- _Exercise description_
Rewrite the items below, substituting "outer ring" for every occurrence of "exterior ring" and leaving everything else unchanged.

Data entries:
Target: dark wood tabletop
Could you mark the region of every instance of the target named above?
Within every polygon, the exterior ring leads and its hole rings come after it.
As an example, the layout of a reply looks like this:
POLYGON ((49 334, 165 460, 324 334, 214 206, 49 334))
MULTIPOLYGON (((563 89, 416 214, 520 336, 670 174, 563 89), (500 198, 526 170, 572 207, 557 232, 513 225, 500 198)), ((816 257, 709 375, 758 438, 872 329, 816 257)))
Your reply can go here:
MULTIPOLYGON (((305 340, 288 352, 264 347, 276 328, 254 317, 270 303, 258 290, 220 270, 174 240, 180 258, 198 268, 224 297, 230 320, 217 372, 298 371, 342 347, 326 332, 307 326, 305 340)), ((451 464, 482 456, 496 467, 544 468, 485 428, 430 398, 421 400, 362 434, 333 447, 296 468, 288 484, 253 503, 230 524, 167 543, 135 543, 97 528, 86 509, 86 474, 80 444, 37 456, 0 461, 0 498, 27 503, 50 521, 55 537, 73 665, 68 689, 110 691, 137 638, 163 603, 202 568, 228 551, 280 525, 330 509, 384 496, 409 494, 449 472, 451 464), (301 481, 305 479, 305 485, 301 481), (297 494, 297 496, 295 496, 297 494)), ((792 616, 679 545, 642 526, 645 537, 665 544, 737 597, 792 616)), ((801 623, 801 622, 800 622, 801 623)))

- _Response below_
Target: dark wood tabletop
Could you mark the region of every instance of the target named above?
Within every polygon, the outer ring leads and its hole rings come after it.
As an example, the layout of a reply looks like this:
POLYGON ((49 334, 165 460, 324 334, 214 206, 49 334))
MULTIPOLYGON (((563 89, 416 214, 520 336, 670 174, 563 89), (500 198, 526 170, 572 207, 557 232, 513 225, 500 198)), ((816 257, 709 375, 758 438, 872 329, 816 257)))
Your reply can go here:
MULTIPOLYGON (((305 340, 288 352, 264 347, 276 328, 254 317, 270 303, 258 290, 220 270, 174 240, 180 258, 198 268, 224 297, 230 320, 217 372, 298 371, 342 347, 326 332, 307 326, 305 340)), ((451 464, 482 456, 496 467, 544 468, 485 428, 430 398, 421 400, 362 434, 333 447, 296 468, 288 484, 253 503, 230 524, 167 543, 135 543, 97 528, 86 509, 86 474, 80 444, 37 456, 0 461, 0 498, 27 503, 50 521, 55 537, 73 665, 68 689, 110 691, 137 638, 163 603, 202 568, 228 551, 280 525, 330 509, 384 496, 409 494, 449 472, 451 464), (301 481, 305 479, 305 485, 301 481), (297 494, 297 496, 295 496, 297 494)), ((792 616, 679 545, 642 526, 645 537, 665 544, 737 597, 792 616)), ((801 623, 801 622, 800 622, 801 623)))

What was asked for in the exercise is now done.